== Written problem ==
List every line in the entries below that contains the word "between".

--- Start of Provided records ---

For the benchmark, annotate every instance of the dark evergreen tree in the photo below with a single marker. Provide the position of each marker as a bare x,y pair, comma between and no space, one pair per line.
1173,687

--- End of Provided records ---
--- Start of Provided records ---

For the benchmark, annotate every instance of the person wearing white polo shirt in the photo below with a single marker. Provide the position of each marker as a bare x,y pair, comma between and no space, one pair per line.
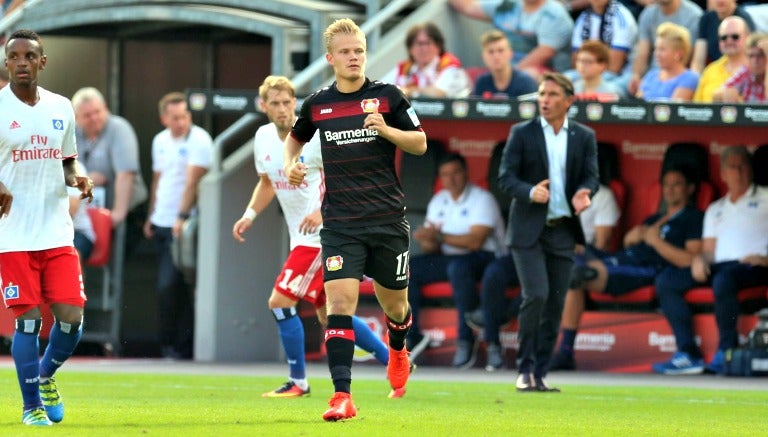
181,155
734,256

--- End of Provided records ---

== Written answer ==
For the benchmark, annotate every instance of the dark evergreen tree in the photo below with a single marker. Provide the position of each marker as a bare x,y pair, comma between and no space, one pair per line.
For the benchmark, annotate every instance of the person wearing white polo shirt in the photo below with a single marker. Provide the position of each marker as a bare x,y pair, comma between and no space, one pair per line.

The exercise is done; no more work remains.